**EXERCISE REQUIREMENTS**
Rewrite everything from the start of the listing down to and including the line containing "(323, 143), (621, 944)", requests and all, and shift every coordinate in the answers up by 59. Leave the pictures out of your answer.

**GIVEN DATA**
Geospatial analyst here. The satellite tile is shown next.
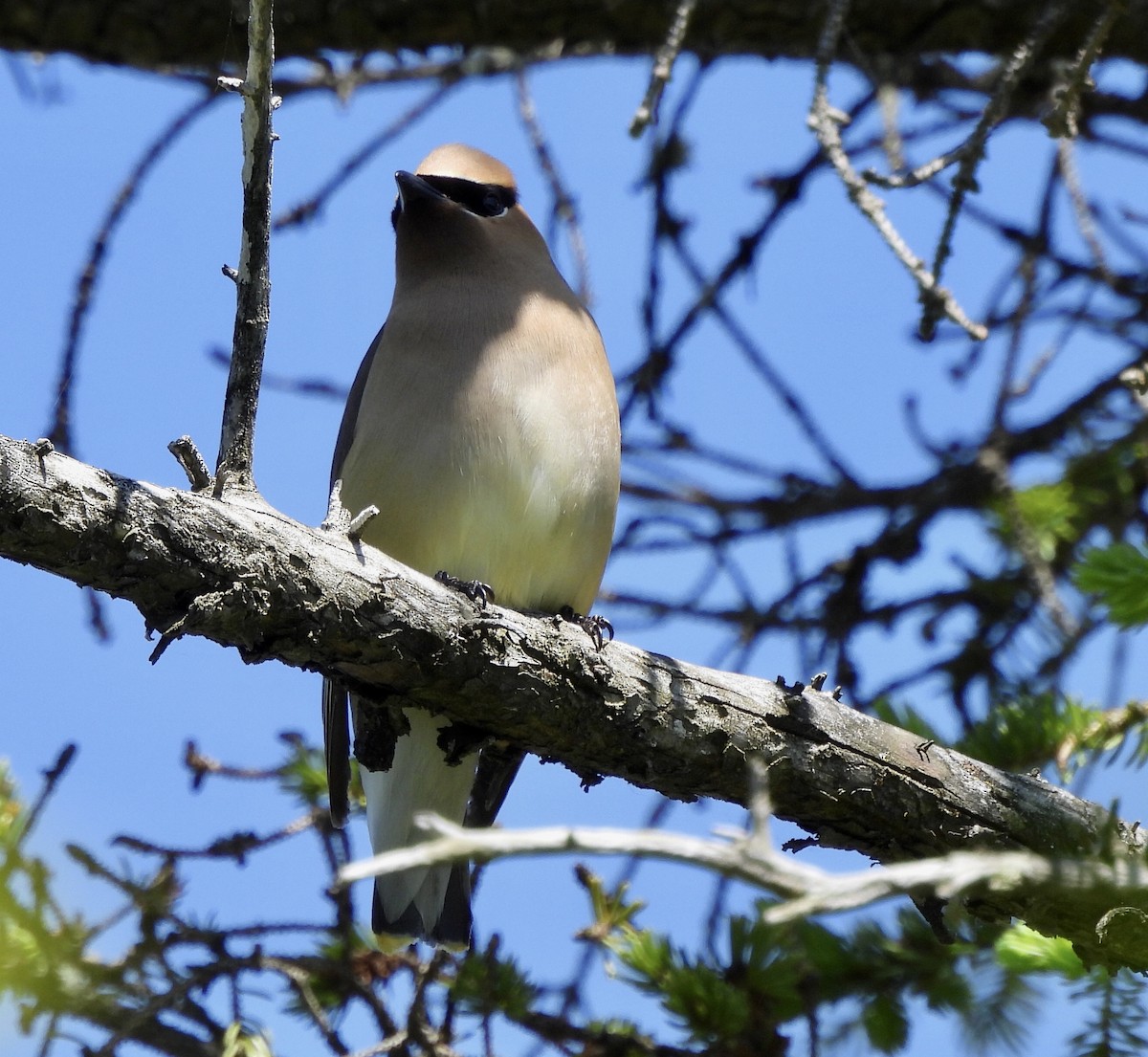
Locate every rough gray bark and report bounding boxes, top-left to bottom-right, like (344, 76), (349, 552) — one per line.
(0, 437), (1148, 967)
(0, 0), (1148, 82)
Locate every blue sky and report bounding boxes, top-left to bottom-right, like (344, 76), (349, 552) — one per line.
(0, 49), (1143, 1053)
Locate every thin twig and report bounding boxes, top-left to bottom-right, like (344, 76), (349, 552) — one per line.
(339, 812), (1146, 924)
(272, 81), (461, 231)
(808, 0), (988, 341)
(919, 0), (1066, 341)
(216, 0), (279, 494)
(1041, 0), (1129, 139)
(629, 0), (696, 139)
(515, 70), (592, 308)
(47, 94), (219, 455)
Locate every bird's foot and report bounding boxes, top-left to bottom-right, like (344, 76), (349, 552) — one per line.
(558, 606), (614, 650)
(320, 480), (379, 540)
(434, 569), (495, 609)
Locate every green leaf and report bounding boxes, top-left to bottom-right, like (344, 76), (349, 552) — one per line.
(1074, 542), (1148, 628)
(993, 924), (1087, 980)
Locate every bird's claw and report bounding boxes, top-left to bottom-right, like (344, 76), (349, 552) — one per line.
(434, 569), (495, 609)
(558, 606), (614, 650)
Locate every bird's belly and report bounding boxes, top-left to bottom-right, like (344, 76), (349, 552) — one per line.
(343, 412), (616, 611)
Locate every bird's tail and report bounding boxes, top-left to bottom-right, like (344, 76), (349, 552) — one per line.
(361, 709), (477, 947)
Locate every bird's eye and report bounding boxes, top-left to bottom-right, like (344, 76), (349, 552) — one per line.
(482, 190), (506, 217)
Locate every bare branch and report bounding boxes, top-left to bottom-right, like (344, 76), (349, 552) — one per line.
(216, 0), (279, 492)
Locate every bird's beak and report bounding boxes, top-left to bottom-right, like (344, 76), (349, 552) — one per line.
(395, 168), (447, 207)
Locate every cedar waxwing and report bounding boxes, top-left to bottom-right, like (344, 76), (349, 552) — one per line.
(323, 143), (621, 944)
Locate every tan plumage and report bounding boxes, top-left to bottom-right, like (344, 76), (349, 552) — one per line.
(323, 143), (620, 943)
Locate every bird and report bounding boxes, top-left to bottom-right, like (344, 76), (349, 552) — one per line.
(322, 143), (621, 948)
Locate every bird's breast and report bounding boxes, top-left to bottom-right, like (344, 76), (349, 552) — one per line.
(342, 292), (619, 611)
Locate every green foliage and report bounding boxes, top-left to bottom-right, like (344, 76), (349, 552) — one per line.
(574, 883), (1031, 1053)
(219, 1024), (271, 1057)
(991, 435), (1148, 569)
(1075, 542), (1148, 628)
(994, 921), (1087, 980)
(453, 936), (539, 1021)
(954, 692), (1095, 771)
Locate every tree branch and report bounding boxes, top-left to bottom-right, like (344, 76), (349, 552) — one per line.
(0, 429), (1148, 963)
(0, 0), (1148, 78)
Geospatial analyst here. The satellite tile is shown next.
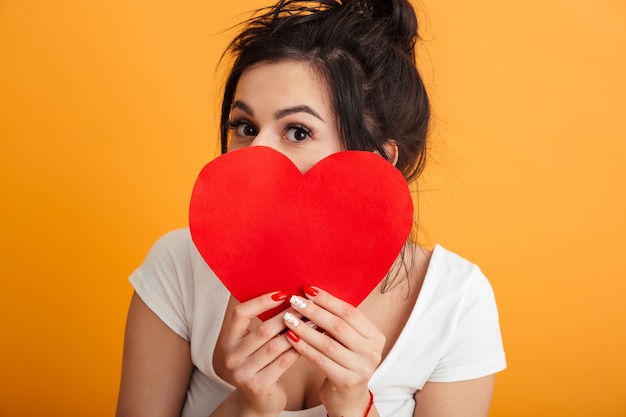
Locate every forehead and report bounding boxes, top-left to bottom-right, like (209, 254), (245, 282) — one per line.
(234, 61), (332, 112)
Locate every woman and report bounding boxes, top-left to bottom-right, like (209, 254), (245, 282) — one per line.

**TASK SOLUTION**
Geospatial analyst here. The satellite tile is shown next.
Locate every rough gray bark and report bounding boxes, top-left to bottom-right, like (344, 76), (349, 552) — one per line.
(59, 496), (1207, 1026)
(59, 59), (1207, 141)
Locate every blue sky and report bounding boxes, top-left to bottom-right, like (344, 76), (349, 552) — one per line.
(59, 108), (1202, 1112)
Locate every thin twig and report bounding boxes, top-left to bottom-right, like (344, 76), (349, 552) — one per line.
(398, 871), (1205, 983)
(331, 140), (520, 290)
(867, 59), (1047, 400)
(978, 59), (1125, 400)
(275, 59), (338, 553)
(1100, 59), (1188, 198)
(688, 59), (755, 198)
(574, 129), (651, 367)
(106, 153), (278, 514)
Locate every bird's foot and report bounding boxes, top-left to bottom-right, like (344, 76), (349, 552) — one per line.
(617, 665), (673, 709)
(379, 539), (438, 599)
(493, 628), (554, 668)
Locate every green leaf and report bounding boxes, top-left to bottom-right, like (344, 76), (349, 552) — one per line.
(1133, 601), (1207, 687)
(1052, 983), (1146, 1039)
Locate every bird's claw and report bounding boxes, top-left to bottom-right, like (344, 76), (349, 552) — one per line.
(493, 628), (554, 668)
(617, 665), (673, 709)
Locate every bird's belly and report bounding boxes, top-left to bottom-right, like (344, 76), (349, 552) — one per line.
(402, 471), (675, 670)
Locate every bird's tail and report bounding boxes, top-left to bottom-right, like (344, 76), (349, 552) — one per line.
(420, 768), (536, 1006)
Locate every bird's eye and report bounding boxes, top-left to bottom-right, like (344, 76), (349, 552) — one per line.
(541, 249), (565, 276)
Locate every bare branch and report bounding boxes, top-left to bottom-right, like (344, 76), (349, 552) — one per line.
(275, 59), (338, 551)
Locate every bird's beak and report bounding boxes, top-left to bottom-right, like (344, 76), (349, 552) — one per line.
(454, 227), (506, 266)
Locate every cedar waxwing and report bounding boxes, top-left to bottom-right, like (344, 76), (349, 552) — one per line.
(382, 202), (680, 1003)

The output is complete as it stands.